SOURCE PASSAGE
::::

WCSCF director Janice King said begging promotes trafficking, exploitation and abuse of vulnerable children and introduces them to street life, drug and substance abuse.

King said currently the number of street children within the city is about 277. She said the problem of children dropping out of school and being on the street in the communities is serious and extensive.

“Street research has proven that children, and others who beg, develop a very involved barter system to convert ’beg for goods’ into either money, drugs or alcohol. Direct giving brings children onto the street, encourages substance abuse and places vulnerable children at risk. It also undermines all efforts to help high-risk children.

“We must not give anything to children that supports them being on the street. Once a child has been on the street for two weeks, it is extremely difficult to get them off, as they have tasted the freedom and the benefits, so early intervention is vital,” she said.

Ladles of Love founder Danny Diliberto agrees and said children don’t belong on the streets.

“ It is very important that if we see children begging or dancing on the streets that it is reported to the Department of Social Development. The department is responsible for the care and safety of these vulnerable children. They would investigate to see if there was a genuine problem at home or if the children are being exploited by adults. Giving these children money keeps them out of school and prolongs their stay on the streets which actually puts them in more danger.”

::::

TASK LIST
**a)** List every organization or government body named in the article on child begging.
**b)** Render this sentence from the article on child begging in Spanish: "Direct giving brings children onto the street, encourages substance abuse and places vulnerable children at risk."
**c)** Resume the article on child begging from its final sentence.

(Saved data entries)
::::

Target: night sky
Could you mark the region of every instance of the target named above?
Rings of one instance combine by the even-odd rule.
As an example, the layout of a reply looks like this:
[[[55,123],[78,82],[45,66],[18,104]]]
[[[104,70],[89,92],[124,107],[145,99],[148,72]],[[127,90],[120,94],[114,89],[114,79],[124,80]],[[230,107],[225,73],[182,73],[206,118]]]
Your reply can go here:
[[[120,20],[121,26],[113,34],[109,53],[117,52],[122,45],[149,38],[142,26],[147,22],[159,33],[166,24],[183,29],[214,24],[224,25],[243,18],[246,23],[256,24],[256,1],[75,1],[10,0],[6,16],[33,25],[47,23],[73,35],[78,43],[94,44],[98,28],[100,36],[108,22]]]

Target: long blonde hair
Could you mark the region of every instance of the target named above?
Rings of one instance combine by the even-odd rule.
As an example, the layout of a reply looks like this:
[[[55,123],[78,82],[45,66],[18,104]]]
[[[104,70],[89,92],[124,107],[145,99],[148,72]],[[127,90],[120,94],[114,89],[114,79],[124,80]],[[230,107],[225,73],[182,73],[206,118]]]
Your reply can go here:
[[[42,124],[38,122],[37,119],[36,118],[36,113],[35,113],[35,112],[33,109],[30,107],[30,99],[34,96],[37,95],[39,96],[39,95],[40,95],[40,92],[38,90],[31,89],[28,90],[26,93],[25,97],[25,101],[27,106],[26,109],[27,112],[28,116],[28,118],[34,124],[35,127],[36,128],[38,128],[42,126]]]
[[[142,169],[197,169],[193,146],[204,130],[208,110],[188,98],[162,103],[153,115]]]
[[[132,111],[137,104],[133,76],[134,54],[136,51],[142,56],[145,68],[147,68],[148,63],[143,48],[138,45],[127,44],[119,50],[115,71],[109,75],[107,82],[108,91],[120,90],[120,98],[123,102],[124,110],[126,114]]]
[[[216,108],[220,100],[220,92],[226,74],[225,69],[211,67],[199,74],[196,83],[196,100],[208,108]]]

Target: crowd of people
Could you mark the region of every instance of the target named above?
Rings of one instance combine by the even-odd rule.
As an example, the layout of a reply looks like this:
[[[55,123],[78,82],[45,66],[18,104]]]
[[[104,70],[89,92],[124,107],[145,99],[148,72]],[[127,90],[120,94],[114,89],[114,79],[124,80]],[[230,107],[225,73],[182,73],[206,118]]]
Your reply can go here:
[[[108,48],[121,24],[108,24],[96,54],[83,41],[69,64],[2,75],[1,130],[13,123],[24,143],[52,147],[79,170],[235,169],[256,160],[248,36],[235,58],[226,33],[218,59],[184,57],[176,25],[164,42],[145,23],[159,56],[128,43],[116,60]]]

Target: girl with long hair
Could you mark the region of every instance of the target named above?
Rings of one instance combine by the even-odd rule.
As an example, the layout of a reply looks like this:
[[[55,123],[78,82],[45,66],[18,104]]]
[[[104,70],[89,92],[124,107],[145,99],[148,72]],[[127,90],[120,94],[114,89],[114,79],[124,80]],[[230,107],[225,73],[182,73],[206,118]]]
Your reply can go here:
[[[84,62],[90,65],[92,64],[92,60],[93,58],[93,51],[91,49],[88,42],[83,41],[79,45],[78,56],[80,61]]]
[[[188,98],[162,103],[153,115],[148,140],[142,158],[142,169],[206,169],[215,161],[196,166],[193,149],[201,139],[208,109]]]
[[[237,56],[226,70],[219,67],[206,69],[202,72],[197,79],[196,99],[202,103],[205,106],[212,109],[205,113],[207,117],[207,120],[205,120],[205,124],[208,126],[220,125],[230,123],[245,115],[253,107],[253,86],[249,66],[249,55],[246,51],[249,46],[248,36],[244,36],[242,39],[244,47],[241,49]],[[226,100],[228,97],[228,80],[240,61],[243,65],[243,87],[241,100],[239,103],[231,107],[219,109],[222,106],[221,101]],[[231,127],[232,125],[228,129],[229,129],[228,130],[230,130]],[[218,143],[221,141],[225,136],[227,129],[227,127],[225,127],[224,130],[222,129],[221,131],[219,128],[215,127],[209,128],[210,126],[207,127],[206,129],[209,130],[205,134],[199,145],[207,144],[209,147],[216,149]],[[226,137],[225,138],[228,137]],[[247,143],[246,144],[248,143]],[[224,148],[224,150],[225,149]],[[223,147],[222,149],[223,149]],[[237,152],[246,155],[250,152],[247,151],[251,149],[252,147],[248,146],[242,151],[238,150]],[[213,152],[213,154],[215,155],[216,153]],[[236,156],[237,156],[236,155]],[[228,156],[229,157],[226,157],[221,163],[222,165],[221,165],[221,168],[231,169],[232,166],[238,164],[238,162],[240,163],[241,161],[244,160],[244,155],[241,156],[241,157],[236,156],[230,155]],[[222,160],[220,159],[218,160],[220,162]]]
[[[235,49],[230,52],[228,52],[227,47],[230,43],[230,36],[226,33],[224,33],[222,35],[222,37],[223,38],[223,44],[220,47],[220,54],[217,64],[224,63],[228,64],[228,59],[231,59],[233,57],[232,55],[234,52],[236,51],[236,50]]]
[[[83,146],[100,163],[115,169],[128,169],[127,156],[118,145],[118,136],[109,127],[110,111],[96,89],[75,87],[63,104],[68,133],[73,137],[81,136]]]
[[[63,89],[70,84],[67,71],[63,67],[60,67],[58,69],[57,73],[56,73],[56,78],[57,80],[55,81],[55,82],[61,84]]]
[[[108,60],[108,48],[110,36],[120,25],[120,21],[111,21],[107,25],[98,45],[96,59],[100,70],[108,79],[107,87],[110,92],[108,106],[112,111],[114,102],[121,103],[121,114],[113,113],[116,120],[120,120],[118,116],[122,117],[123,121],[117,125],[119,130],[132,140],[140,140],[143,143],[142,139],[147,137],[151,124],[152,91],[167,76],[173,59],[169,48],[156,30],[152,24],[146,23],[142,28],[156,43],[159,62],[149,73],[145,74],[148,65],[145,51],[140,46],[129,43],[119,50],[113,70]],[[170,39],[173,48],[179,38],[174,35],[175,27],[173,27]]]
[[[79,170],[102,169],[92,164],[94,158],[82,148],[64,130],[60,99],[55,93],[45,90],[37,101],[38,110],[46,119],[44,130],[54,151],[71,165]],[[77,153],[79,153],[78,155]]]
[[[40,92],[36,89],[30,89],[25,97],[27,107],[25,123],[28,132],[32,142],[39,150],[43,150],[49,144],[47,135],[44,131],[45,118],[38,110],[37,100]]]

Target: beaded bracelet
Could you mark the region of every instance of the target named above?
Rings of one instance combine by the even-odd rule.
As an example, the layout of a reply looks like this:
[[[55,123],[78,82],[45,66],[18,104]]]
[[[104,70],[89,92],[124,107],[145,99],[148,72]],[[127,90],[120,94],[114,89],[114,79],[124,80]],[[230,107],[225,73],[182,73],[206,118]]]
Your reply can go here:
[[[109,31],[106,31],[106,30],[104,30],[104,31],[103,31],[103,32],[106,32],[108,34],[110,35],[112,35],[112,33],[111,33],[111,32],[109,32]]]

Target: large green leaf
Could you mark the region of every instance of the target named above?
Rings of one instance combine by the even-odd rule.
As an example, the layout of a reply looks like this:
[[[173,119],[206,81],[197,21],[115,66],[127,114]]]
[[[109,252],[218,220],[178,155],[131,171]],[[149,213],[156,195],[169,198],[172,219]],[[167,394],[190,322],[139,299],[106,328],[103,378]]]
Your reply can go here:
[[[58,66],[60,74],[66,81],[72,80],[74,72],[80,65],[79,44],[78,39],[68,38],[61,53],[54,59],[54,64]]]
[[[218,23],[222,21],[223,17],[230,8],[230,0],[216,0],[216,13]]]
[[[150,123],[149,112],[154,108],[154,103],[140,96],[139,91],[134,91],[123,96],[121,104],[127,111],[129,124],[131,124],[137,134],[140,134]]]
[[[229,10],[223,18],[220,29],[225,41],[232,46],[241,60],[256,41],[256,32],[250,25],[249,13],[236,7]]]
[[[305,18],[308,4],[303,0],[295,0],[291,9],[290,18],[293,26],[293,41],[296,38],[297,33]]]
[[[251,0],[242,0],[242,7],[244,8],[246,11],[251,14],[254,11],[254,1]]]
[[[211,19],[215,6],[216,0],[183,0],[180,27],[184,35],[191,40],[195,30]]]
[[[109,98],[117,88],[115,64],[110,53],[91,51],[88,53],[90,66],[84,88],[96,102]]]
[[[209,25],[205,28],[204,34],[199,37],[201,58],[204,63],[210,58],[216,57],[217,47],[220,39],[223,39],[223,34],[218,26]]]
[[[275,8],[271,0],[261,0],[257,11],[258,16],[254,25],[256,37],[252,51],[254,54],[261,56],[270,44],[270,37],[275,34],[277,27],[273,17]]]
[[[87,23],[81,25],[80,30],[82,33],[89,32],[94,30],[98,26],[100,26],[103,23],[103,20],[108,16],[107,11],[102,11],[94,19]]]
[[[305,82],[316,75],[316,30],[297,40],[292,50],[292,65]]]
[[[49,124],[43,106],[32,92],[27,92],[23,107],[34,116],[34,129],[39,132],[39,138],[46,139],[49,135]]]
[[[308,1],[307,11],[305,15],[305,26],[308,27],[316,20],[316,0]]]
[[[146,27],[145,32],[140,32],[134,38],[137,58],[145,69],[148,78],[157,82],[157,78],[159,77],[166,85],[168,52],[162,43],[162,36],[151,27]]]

::::

ANSWERS TO EACH TASK
**a)** WCSCF, Ladles of Love, Department of Social Development

**b)** Dar directamente lleva a los niños a la calle, fomenta el abuso de sustancias y pone en riesgo a los niños vulnerables.

**c)**
Molo Songololo director Patric Solomons said using children and forcing them to beg was illegal under child exploitation provisions in South African law.

“Those who are offenders are seldom arrested and charged. We are seeing more and more children begging on the streets because of increased levels of unemployment, poverty and families and children struggling to survive. This will further increase due to the impact of Covid-19,” he said.

King said the Western Cape has a variety of services that address the flow of children towards the street – but said these were under serious pressure and needed the support of government, corporate and civil society to continue to render effective services.